» **WORK TO BE COMPLETED**
Copy out every one of the following entries word for word, with no changes.

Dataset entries
+++

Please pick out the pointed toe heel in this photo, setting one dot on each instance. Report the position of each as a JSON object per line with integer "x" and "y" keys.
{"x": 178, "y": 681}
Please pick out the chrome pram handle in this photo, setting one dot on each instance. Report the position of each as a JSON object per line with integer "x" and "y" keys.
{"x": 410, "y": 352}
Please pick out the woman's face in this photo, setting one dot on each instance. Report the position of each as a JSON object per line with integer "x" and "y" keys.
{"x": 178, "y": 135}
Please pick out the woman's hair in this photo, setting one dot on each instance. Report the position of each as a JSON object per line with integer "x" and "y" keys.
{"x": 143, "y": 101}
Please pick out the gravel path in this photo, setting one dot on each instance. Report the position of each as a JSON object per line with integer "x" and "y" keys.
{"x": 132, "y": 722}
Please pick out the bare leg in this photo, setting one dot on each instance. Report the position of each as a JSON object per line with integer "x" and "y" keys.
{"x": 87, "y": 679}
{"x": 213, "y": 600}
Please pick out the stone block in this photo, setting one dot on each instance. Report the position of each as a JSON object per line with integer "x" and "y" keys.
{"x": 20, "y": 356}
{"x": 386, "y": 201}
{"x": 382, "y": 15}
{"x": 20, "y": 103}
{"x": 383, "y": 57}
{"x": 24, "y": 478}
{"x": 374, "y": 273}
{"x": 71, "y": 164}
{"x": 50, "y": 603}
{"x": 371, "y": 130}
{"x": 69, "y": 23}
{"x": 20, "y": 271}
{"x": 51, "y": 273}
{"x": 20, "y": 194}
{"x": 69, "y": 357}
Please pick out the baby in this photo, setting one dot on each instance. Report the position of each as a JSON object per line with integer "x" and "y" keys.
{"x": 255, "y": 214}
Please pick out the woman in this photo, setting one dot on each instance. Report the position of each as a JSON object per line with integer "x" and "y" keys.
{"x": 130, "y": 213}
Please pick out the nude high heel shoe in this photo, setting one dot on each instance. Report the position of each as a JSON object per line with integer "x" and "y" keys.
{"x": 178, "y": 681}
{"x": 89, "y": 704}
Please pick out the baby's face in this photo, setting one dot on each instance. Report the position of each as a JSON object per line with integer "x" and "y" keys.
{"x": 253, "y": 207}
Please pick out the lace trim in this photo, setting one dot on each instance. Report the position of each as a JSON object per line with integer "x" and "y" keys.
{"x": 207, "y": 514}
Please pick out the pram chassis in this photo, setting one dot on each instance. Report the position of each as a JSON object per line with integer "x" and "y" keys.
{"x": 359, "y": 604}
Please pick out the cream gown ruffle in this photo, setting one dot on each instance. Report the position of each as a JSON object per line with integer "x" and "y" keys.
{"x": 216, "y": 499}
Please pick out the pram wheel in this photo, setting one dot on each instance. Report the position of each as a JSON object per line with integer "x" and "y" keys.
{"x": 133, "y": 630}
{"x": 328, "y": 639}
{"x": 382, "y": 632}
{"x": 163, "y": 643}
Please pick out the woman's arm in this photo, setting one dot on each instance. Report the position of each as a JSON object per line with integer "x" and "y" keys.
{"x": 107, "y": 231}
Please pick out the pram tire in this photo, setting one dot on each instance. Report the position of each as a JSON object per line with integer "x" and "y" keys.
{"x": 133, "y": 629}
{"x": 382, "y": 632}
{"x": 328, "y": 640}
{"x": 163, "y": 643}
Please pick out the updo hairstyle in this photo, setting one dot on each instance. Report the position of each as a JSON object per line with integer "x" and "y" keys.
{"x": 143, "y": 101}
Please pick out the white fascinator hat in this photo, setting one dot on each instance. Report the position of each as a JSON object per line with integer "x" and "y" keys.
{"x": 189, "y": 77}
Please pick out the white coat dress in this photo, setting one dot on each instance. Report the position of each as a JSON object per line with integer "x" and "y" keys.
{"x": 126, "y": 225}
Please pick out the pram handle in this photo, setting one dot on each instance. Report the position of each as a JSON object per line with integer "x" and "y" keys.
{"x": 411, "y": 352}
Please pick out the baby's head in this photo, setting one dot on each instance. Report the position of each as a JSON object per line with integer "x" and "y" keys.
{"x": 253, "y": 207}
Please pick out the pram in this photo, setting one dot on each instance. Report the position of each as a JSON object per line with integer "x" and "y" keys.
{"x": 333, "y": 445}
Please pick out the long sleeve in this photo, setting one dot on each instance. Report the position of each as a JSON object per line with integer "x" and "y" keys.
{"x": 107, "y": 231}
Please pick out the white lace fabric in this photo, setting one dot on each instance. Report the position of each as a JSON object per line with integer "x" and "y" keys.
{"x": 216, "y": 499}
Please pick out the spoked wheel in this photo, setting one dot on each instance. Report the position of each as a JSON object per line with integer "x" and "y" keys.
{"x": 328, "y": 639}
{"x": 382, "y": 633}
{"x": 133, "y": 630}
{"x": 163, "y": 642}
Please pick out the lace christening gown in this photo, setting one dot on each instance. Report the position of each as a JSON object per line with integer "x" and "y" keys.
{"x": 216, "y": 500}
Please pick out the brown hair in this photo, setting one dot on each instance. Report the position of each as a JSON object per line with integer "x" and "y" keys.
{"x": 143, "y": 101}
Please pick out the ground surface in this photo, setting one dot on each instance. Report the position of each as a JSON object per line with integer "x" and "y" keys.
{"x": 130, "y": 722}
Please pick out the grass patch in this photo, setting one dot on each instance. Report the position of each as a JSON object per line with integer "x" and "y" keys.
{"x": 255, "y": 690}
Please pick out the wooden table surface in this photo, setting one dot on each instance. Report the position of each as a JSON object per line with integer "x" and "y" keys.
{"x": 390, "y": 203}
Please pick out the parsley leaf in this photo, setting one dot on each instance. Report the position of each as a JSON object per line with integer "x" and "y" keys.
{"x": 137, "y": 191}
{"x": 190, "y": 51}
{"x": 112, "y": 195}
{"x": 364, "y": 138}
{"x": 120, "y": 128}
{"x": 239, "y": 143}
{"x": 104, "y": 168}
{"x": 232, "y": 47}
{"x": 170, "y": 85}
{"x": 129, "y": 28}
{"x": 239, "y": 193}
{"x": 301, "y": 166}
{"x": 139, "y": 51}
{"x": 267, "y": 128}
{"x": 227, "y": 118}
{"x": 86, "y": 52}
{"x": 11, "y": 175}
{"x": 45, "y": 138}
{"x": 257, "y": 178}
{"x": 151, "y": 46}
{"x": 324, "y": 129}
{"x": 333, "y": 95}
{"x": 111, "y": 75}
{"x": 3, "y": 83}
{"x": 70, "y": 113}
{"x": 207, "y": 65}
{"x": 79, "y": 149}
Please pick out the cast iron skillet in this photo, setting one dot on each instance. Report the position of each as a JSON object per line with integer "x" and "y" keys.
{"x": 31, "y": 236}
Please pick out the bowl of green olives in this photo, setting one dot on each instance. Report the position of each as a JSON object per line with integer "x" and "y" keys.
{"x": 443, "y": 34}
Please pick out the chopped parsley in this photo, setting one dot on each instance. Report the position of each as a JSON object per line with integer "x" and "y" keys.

+++

» **COMPLETED TASK**
Please pick out the pointed toe heel in this photo, setting one dot on each instance. Report the position of each as a JSON object per line with integer "x" and "y" keys.
{"x": 178, "y": 681}
Please pick out the chrome pram handle in this photo, setting one dot on each instance. Report the position of each as a JSON object per line with integer "x" and "y" keys.
{"x": 410, "y": 352}
Please pick out the woman's face in this photo, setting one dot on each instance. Report the position of each as a JSON object per line with integer "x" and "y" keys.
{"x": 178, "y": 135}
Please pick out the woman's hair in this photo, setting one dot on each instance. Report the position of each as a JSON object per line with integer "x" and "y" keys.
{"x": 143, "y": 101}
Please pick out the gravel path in this photo, setting one dot on each instance. Report the position of each as a JSON object per line with integer "x" and "y" keys.
{"x": 132, "y": 722}
Please pick out the bare leg in this photo, setting one dot on each instance. Report the position of each as a JSON object per line with integer "x" and "y" keys.
{"x": 87, "y": 679}
{"x": 213, "y": 600}
Please pick out the stone block in this photo, setting one dot on each instance. Report the position of each as a JSON object per line with integer "x" and "y" keys.
{"x": 20, "y": 356}
{"x": 386, "y": 201}
{"x": 382, "y": 15}
{"x": 20, "y": 103}
{"x": 383, "y": 57}
{"x": 24, "y": 478}
{"x": 374, "y": 273}
{"x": 71, "y": 164}
{"x": 50, "y": 603}
{"x": 371, "y": 130}
{"x": 69, "y": 23}
{"x": 20, "y": 271}
{"x": 51, "y": 273}
{"x": 20, "y": 194}
{"x": 69, "y": 357}
Please pick out the baby in this photo, setting one dot on each instance. Report the position of each as a JSON object per line with integer "x" and "y" keys.
{"x": 255, "y": 214}
Please pick out the woman in this photo, setting one dot on each instance. Report the position of each as a JSON object per line with integer "x" and "y" keys.
{"x": 130, "y": 213}
Please pick out the nude high heel shoe in this photo, setting one dot on each instance. Report the position of each as a JSON object per line with integer "x" and "y" keys.
{"x": 178, "y": 681}
{"x": 89, "y": 704}
Please pick out the baby's face in this photo, setting one dot on each instance. Report the position of each as a JSON object per line with integer "x" and "y" keys.
{"x": 253, "y": 207}
Please pick out the lace trim in this photo, setting one dot on each instance. Report the position of each as a JSON object per line with integer "x" and "y" keys.
{"x": 207, "y": 514}
Please pick out the pram chassis in this photo, setting one dot on each instance. Report the position of each as a JSON object per line with integer "x" and "y" keys.
{"x": 359, "y": 604}
Please pick out the cream gown ruffle in this photo, setting one dot on each instance. Report the position of each as a JSON object per line with integer "x" and "y" keys.
{"x": 216, "y": 499}
Please pick out the pram wheel in this photo, setting one dot on each instance. Report the position of each as a JSON object per line with integer "x" and "y" keys.
{"x": 133, "y": 630}
{"x": 328, "y": 639}
{"x": 382, "y": 632}
{"x": 163, "y": 643}
Please pick out the woman's arm in this photo, setting one dot on each instance. Report the position of each as a JSON object per line with integer "x" and "y" keys.
{"x": 107, "y": 231}
Please pick out the pram tire in this photo, setting one dot on each instance. Report the position of each as a JSON object per line with integer "x" and "y" keys.
{"x": 133, "y": 629}
{"x": 382, "y": 632}
{"x": 328, "y": 640}
{"x": 163, "y": 643}
Please pick out the updo hairstyle in this photo, setting one dot on each instance. Report the position of each as a JSON object per line with integer "x" and "y" keys.
{"x": 143, "y": 101}
Please pick out the white fascinator hat in this photo, setting one dot on each instance. Report the position of each as a JSON object per line with integer "x" and "y" keys.
{"x": 189, "y": 77}
Please pick out the white coat dress in this photo, setting one dot on each instance. Report the position of each as a JSON object per line with integer "x" and "y" keys.
{"x": 126, "y": 225}
Please pick out the pram handle in this photo, setting one dot on each instance. Report the position of each as a JSON object per line with integer "x" and "y" keys.
{"x": 411, "y": 352}
Please pick out the baby's head in this photo, setting one dot on each instance. Report the position of each as a JSON object per line with integer "x" and "y" keys.
{"x": 253, "y": 207}
Please pick out the pram in this photo, setting one dot on each instance. Report the position of each as a JSON object per line with integer "x" and "y" keys.
{"x": 333, "y": 445}
Please pick out the long sleeve in this photo, setting one dot on each instance. Report the position of each as a JSON object per line with integer "x" and "y" keys.
{"x": 107, "y": 231}
Please pick out the white lace fabric in this photo, setting one dot on each instance. Report the position of each as a JSON object per line with integer "x" and "y" keys.
{"x": 216, "y": 499}
Please pick out the spoked wheel in this photo, setting one dot on each instance. Report the position of each as a JSON object per line with integer "x" and "y" keys.
{"x": 328, "y": 639}
{"x": 382, "y": 633}
{"x": 133, "y": 630}
{"x": 163, "y": 642}
Please pick out the lace christening gown in this photo, setting one dot on each instance. Report the position of each as a JSON object per line with integer "x" and "y" keys.
{"x": 216, "y": 500}
Please pick out the brown hair in this photo, setting one dot on each instance. Report the position of each as a JSON object per line with integer "x" and "y" keys.
{"x": 143, "y": 101}
Please pick out the ground surface in this photo, setting one dot on each instance. Report the position of each as a JSON object per line with integer "x" and "y" keys.
{"x": 130, "y": 722}
Please pick out the grass patch in this photo, setting one dot on each instance. Report the position of each as a JSON object per line with integer "x" and "y" keys.
{"x": 255, "y": 690}
Please pick out the wooden table surface in this photo, setting one dot on each instance. Report the position of each as a JSON object per line with integer "x" and "y" keys.
{"x": 390, "y": 203}
Please pick out the parsley leaf in this photo, setting one dot on each instance. Report the position of each as a JSON object per line with integer "x" and "y" keys.
{"x": 137, "y": 191}
{"x": 190, "y": 51}
{"x": 112, "y": 195}
{"x": 364, "y": 138}
{"x": 120, "y": 128}
{"x": 239, "y": 143}
{"x": 104, "y": 168}
{"x": 232, "y": 47}
{"x": 170, "y": 85}
{"x": 129, "y": 28}
{"x": 239, "y": 193}
{"x": 301, "y": 166}
{"x": 139, "y": 51}
{"x": 267, "y": 128}
{"x": 227, "y": 118}
{"x": 86, "y": 52}
{"x": 11, "y": 175}
{"x": 45, "y": 138}
{"x": 257, "y": 178}
{"x": 151, "y": 46}
{"x": 324, "y": 129}
{"x": 333, "y": 95}
{"x": 111, "y": 75}
{"x": 3, "y": 83}
{"x": 70, "y": 113}
{"x": 207, "y": 65}
{"x": 79, "y": 149}
Please pick out the cast iron skillet in this photo, setting one dot on each instance. Report the position of each as a JSON object per line with integer "x" and "y" keys.
{"x": 31, "y": 236}
Please pick out the bowl of green olives in this photo, setting one dot on each instance. Report the position of each as a JSON object per line with integer "x" and "y" keys.
{"x": 443, "y": 34}
Please pick out the chopped parsley in this photo, setting one dot on each instance. Report the position of each as a JSON object per line with integer "x" and "y" keys.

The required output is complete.